Task requirements — Give back each line of the data exactly.

The data Block Start

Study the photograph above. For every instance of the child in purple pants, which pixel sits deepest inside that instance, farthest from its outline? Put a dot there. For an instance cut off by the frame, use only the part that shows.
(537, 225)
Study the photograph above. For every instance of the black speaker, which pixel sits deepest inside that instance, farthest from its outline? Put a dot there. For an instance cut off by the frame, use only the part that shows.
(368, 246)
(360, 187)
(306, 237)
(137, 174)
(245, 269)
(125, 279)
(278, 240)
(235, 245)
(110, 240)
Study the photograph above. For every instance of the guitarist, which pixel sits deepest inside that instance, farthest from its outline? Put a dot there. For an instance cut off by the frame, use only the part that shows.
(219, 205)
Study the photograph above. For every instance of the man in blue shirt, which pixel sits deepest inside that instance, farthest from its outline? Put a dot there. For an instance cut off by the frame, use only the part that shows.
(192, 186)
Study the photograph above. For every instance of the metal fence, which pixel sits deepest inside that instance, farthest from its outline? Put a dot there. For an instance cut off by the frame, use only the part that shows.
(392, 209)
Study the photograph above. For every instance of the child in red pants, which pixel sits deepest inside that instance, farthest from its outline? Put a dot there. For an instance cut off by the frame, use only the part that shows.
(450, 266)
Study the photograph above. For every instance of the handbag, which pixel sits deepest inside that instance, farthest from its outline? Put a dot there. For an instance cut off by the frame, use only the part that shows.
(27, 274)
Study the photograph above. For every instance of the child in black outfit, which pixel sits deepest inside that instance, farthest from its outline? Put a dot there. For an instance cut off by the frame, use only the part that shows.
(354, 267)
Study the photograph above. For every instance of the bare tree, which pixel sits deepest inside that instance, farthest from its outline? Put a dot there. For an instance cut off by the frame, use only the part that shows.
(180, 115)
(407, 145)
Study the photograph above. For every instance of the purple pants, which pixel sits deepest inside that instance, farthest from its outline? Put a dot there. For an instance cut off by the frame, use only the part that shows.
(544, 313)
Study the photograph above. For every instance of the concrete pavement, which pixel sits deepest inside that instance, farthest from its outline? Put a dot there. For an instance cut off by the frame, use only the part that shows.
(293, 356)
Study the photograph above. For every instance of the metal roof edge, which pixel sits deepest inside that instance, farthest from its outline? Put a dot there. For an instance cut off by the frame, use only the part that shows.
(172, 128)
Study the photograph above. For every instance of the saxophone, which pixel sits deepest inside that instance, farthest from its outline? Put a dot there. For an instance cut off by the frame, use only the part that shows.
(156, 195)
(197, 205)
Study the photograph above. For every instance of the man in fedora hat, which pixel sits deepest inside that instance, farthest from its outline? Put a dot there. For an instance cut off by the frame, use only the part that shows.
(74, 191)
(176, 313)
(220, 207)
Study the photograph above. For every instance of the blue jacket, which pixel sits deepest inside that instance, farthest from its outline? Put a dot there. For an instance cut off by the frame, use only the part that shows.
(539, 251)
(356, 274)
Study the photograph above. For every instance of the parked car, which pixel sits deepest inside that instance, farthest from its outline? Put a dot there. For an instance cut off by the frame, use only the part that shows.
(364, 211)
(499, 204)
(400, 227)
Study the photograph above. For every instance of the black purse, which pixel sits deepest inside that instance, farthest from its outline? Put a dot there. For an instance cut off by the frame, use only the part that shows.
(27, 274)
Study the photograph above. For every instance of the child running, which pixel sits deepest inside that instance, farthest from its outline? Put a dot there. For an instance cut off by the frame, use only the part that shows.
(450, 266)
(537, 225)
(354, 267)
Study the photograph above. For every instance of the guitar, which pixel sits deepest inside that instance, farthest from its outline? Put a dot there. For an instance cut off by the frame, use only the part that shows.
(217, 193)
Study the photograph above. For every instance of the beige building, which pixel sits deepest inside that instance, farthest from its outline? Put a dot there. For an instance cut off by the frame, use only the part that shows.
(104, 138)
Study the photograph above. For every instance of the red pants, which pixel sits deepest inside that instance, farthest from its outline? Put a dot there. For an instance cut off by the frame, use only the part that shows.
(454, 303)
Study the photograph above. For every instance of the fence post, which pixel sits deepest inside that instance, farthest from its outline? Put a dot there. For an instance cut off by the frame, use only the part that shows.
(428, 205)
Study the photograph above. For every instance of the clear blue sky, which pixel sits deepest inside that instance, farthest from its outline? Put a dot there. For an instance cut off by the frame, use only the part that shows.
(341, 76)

The data Block End

Answer to the problem —
Study the photograph above. For every instance of the child in purple pants, which pixel sits deepest inside that instance, farthest from its outline? Put a dot there. For an instance cut off by the frame, use only the part that shows.
(537, 225)
Study the photograph above. For every instance of the black speaker, which pixel sits deepest inside that instance, farthest from its outline? Put a dot there. For an instance cut off by the frame, use only the part that shows.
(368, 246)
(360, 187)
(306, 237)
(137, 174)
(245, 269)
(125, 279)
(278, 240)
(235, 245)
(110, 240)
Study the photograph above. For every instance of the guitarist, which pixel sits deepest inside that instance, farthest from its outline? Put a dot there. For an instance cut off by the frame, use only the part that shows.
(219, 205)
Study the photograph above. For every instance of the man in blue shirt, which pixel sits deepest inside that instance, farthest from its outline? Put a dot there. For an instance cut off by the frame, use only the part that shows.
(192, 186)
Study the photograph above. For every instance of the metal fence, which pixel sits deepest inside that instance, farthest from its outline? Put a dot there. For an instance cut off by the frame, use only the part that shows.
(392, 209)
Study the photograph above. For every instance of the child in red pants, which pixel sits deepest inside that instance, farthest from its outline? Put a dot there. For an instance cut off by the frame, use only the part that shows.
(450, 266)
Study the photograph above. For every instance of the handbag, which pixel sits deepest inside that instance, farthest from its outline? Put a dot there. For an instance cut off by the frame, use only the part that shows.
(27, 274)
Study the photograph above. For every instance of the child in black outfit, which pixel sits deepest inside that instance, farthest from its outline? Put a dot there. For an instance cut off by the frame, use only the part that shows.
(354, 267)
Study the photograph above. For every instance of the bare tree, which pixel sits deepest inside that instance, farthest from its outline? Put a dot there. For an instance cut off by the frame, use only the part that shows.
(180, 115)
(407, 145)
Study the photograph above. For every instance of the purple pants, which pixel sits deepest inside that instance, farthest from its outline? Put a dot there. For an instance cut off by the frame, use only the part that shows.
(544, 313)
Study the photograph above. For every instance of the concrete pavement, which pixel sits deepest inside that instance, farthest from its outline? Put a dot there. For an instance cut off by the frame, use only the part that shows.
(293, 356)
Study the photograph above. For every instance of the metal roof edge, which pixel sits deepest inside that instance, farthest from its outline? Put a dot there. For an instance cut off by the frame, use only the part that shows.
(172, 128)
Study the photograph above. For every instance of the saxophone, which pixel sits deepest inside that instance, farthest from its outline? Put a dot there. For an instance cut off by the frame, use only the part that shows.
(156, 195)
(197, 205)
Study the photograph above. For every instance of the man in fedora hat, which pixel sits deepest inside that instance, farthest from its outline? Put a dot there. For an instance cut off by the frame, use only the part that shows.
(74, 191)
(176, 313)
(220, 207)
Study the photograph above. For every instance of the blue jacket, which pixel sits deepest inside that instance, farthest from its outline? Put a dot there. For an instance cut off by the frame, use only the part that shows.
(539, 251)
(356, 274)
Study the photograph above. For every instance of the parked car, which pixel sits deepest inside that instance, farthest from its outline? Put a dot there. For an instance cut off by the frame, use only the part that shows.
(364, 211)
(499, 204)
(400, 227)
Study the photograph above. For every instance of the black purse, which pixel sits deepest inside that instance, farthest from its outline? Put a dot there. For an instance cut off by the frame, use only the part that shows.
(27, 274)
Study the photograph above. For every instance of the child running, which pixel sits deepest inside that instance, farthest from its outline? Put a dot there. For an instance cut off by the frame, use only the part that shows.
(450, 266)
(537, 225)
(354, 267)
Study the photograph above. For every instance of the guitar, which pixel sits deepest inside that instance, farthest from its outline? Put a dot there. For an instance cut off by the frame, use only the part that shows.
(217, 193)
Study the photograph above. For every instance of the beige building, which pixel sits deepest inside that instance, farthest from its outline? Put a dot there. For an instance cut off by the frame, use only the part that shows.
(104, 138)
Study the photograph above. For every instance of the red pants, which pixel sits deepest inside that instance, farthest from its outline? Put a dot there. For an instance cut off by the frame, use only the part that shows.
(454, 303)
Study the photograph above. For every instance of the fence post, which pixel sits deepest inside that instance, farthest from its outline? Put a dot there. For an instance cut off by the frame, use only the part that shows.
(428, 205)
Study the photograph above. For every instance of the clear blue sky, which pixel sits deepest inside that instance, farthest from its outline? Put a dot there. For an instance cut off by the frame, use only the part that shows.
(341, 76)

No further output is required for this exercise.